### Dataset excerpts

┄┄┄┄┄┄┄┄┄┄

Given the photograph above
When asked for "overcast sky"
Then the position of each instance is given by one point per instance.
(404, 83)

┄┄┄┄┄┄┄┄┄┄

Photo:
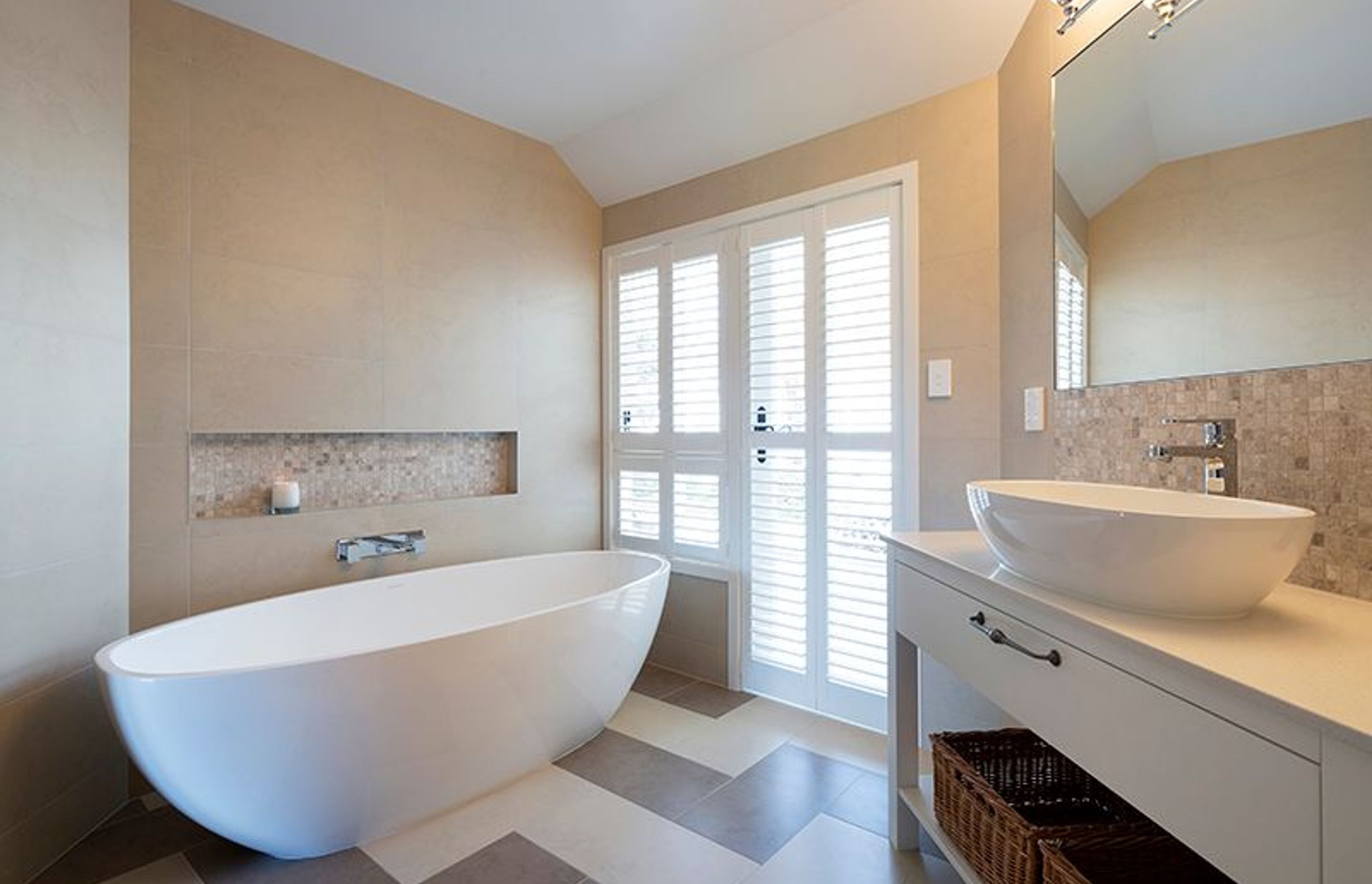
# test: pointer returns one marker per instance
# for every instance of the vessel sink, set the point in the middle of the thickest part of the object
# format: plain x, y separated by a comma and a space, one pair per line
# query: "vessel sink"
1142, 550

┄┄┄┄┄┄┄┄┄┄

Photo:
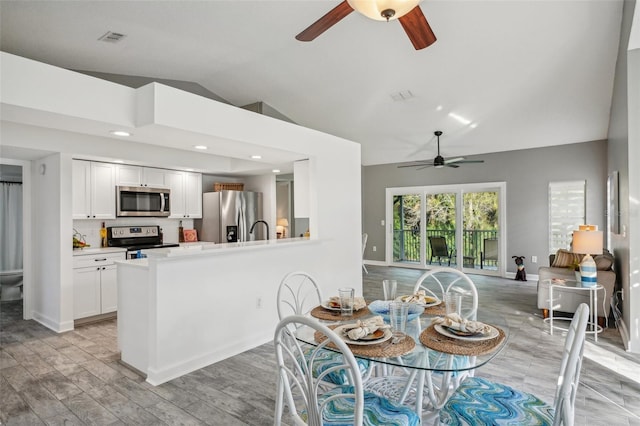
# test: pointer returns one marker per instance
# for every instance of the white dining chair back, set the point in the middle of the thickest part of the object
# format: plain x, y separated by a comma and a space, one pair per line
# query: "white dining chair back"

┄┄┄┄┄┄┄┄┄┄

### Exercise requirements
Report every line of the material above that contains the string "back". Case counts.

### Correct result
# for every instance of the white dining chair back, set the point in the middle of the thickest part of the object
# query: "white dining chair back"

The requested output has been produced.